**REQUIRED TASK**: Send each entry back exactly as given, pictures excluded.

**INPUT MATERIAL**:
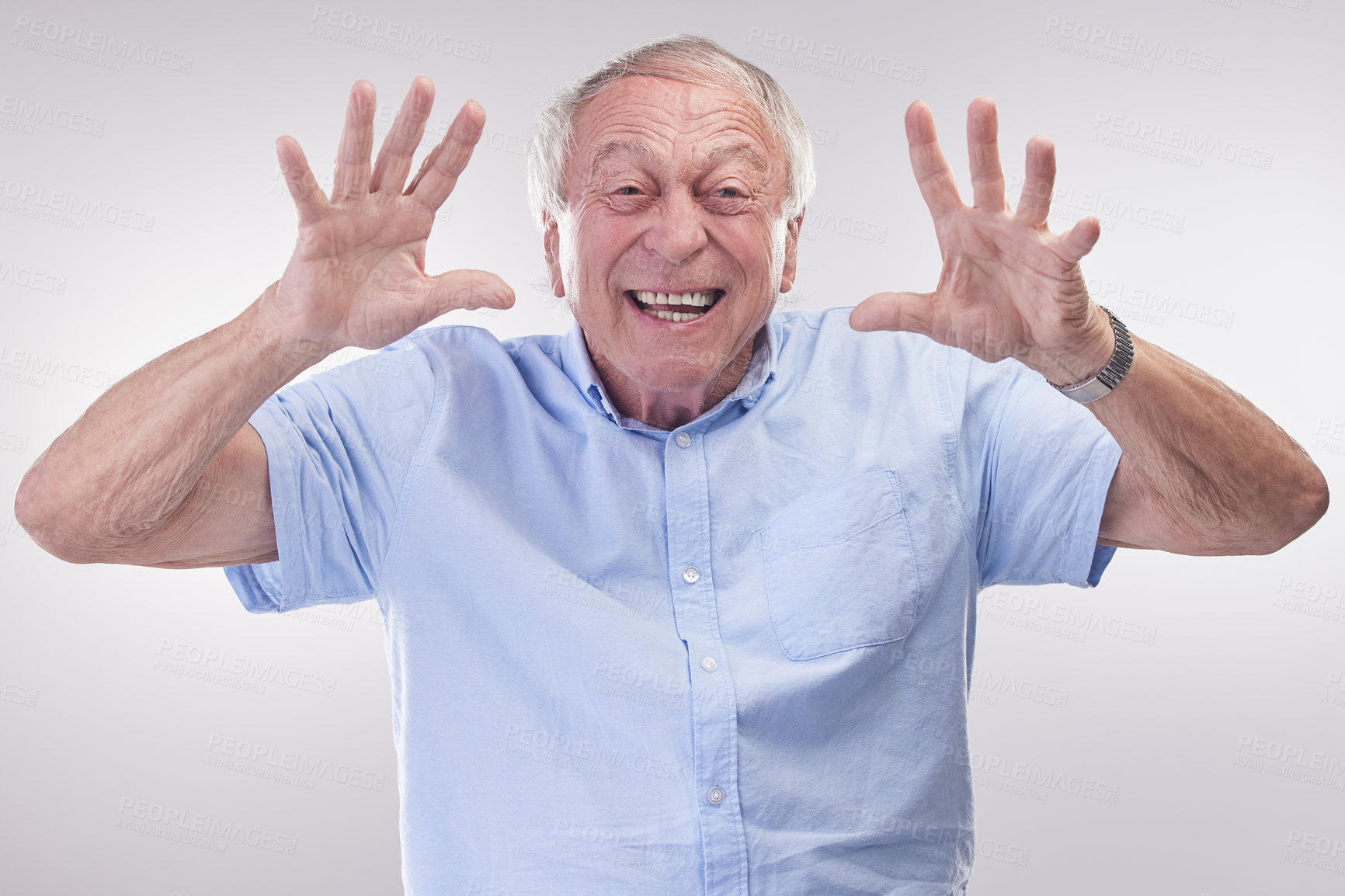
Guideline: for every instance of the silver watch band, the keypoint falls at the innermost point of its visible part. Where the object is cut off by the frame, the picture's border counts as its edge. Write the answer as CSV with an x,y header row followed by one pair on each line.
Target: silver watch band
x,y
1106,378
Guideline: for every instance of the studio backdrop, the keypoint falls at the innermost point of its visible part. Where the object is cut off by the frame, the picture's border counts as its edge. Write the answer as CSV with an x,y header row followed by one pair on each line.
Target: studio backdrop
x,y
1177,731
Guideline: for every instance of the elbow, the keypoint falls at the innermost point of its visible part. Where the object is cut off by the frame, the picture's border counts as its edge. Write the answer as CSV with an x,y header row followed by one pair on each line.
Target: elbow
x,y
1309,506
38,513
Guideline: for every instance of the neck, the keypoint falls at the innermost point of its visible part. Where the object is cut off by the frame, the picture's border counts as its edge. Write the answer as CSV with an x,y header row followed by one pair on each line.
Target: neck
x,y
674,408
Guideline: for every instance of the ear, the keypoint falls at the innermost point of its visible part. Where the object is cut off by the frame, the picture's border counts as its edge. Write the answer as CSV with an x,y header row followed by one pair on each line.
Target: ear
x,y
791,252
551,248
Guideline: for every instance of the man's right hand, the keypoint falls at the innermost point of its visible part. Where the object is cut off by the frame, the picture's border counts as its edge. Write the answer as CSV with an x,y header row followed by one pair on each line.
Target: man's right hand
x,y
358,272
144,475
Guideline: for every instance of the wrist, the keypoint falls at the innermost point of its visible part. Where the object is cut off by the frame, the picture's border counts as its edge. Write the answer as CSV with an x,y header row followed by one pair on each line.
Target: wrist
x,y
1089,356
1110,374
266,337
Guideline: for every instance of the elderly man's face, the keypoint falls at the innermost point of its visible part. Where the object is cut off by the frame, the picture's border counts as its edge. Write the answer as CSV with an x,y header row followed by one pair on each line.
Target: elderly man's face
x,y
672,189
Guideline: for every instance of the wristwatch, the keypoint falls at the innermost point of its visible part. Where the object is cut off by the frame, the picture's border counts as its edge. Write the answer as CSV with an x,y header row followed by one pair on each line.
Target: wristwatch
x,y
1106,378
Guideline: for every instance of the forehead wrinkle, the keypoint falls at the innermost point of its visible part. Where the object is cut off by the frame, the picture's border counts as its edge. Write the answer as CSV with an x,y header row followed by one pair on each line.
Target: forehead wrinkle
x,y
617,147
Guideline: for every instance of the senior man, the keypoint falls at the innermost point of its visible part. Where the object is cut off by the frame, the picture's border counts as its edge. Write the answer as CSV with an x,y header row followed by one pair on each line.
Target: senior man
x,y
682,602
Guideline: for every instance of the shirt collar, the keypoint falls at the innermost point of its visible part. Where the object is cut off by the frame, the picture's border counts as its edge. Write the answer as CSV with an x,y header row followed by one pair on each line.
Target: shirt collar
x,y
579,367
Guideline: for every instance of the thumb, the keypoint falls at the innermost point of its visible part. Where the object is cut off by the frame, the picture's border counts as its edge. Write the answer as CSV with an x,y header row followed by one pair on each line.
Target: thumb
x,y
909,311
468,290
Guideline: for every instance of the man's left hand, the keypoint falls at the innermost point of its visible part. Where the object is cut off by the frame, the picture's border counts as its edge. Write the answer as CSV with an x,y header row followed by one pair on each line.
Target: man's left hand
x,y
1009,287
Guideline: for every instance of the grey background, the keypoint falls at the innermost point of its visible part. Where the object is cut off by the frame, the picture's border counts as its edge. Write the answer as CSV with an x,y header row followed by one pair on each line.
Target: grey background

**COMPLETE OUTPUT**:
Guideline: for every instance of the silver watch band, the keypoint falls at the innermost point of its visible part. Where the object is cut off by the frame, the picture's border counts as its edge. Write the answer as CSV with an x,y header row followed by one pair on each line.
Target: silver watch band
x,y
1106,378
Guideline: for every instance of the studio backdrop, the keypoint falls at the innermost point of its visible part. Where the object is cut off by the frame, the picture's border counts as its edge. Write the answer as CSV with an x,y header row followed by one pair on each line.
Target: studio backdrop
x,y
1177,731
Guideline: for every instance of the elbow, the keypoint falls at the innermost point of its visible part. Where the object is cut off by the frame, the picture's border counts as its edge. Write the answer as CSV with an x,y header row followed by one pair on each line.
Target: elbow
x,y
1309,506
38,513
Guideline: for every instance of the neck, the keypoint falls at the innermost point of its visible part. Where the object is cut off by the frame, the picture's border counts as its edge. Write the answer as CSV with an x,y header row followed by one pair on each line.
Target: neck
x,y
674,408
Guideline: for every instance of the ear, the keypoint falls at the innermost point of its visible part. Where the object is cut off by the frame, the picture's border counts as its edge. Write the answer as CSV with an x,y header row followed by one pair on each line.
Target: ear
x,y
791,252
551,248
Guideline: for every instance of the man's right hand, the keypoint falls at the innermost point of its visible part. Where the object is cut off by the frame, the picture's border counts as its edge. Write the answer as CSV with an x,y header row followed by one pair on each line.
Target: man's right hand
x,y
358,272
144,475
Guideline: for every instance of the wrist, the keypoint falls at the innermost point of its visible part. Where the object is cut off by the frame, the picture's border counts as its edge. Write the answer as CSV with an x,y header row followed by one pair on each line.
Target: wrist
x,y
1089,356
1110,374
266,337
Guideline: for every instance of the elderly man's face, the keypoint falls at the innermost point of its visible part. Where the object is cut off by the frame, the picture's border counts as its edge. Write the answer as CSV with an x,y header row followed by one pair on each line.
Target: elderly man's face
x,y
672,189
Guideline: for every instance of the wristwatch, the keypoint falls at the innermost point of its visible part. Where the object is cut off by the frame, the picture's border counts as its edge. Write the answer as CSV with an x,y header row followed by one pair on each line.
Target: wristwatch
x,y
1106,378
Guideline: for every instance of the forehead wrinkle, the keypoint falls at the innermost point of its visible part. Where the object is cut off by the frame, the picture's border counts as its edge. Write the answer as CSV with an x,y header row followed by one pair on each line.
Target: forehead wrinkle
x,y
617,147
Guideline: for every instance of the senior man, the keypoint falls at the innermost point of its visible part. Where the object is cut off by the frame, the picture's border counts as its edge. Write the answer as CSV with an x,y header row followed by one pair on each line.
Target: senior man
x,y
682,602
Guideline: for every instance of the shirt collar, the keypoint falls at the innermost point of its visible part. Where the object is cut off by the frame, the picture's border counts as its edge. Write the answer as CSV with an x,y header row followed by one pair on each line.
Target: shirt collar
x,y
579,367
Guideline: for every instance of the thumb, the keypoint falls at the innermost point of its visible part. Where the object is cut off by the frame, the picture's border counts as its edge. Write the answer as CSV with an x,y header row followed by one pair on each line.
Target: thumb
x,y
909,311
468,290
Guideline: for every instance of the man's left hand, the keypoint falls at the innermost point of its visible part. Where the object is cut off by the frame, the picture's border counts as its edge. Write the answer as CSV with an x,y header row followed by one pair on each line.
Target: man's left hand
x,y
1009,287
Guideline: for every instance of the grey background, the keypoint falls at the innermost point of its visible part. Where the object is cut off by the frame, the picture's border counts as its edge. Write the answer as CSV with an x,y header row followed by one pair on each line.
Target: grey background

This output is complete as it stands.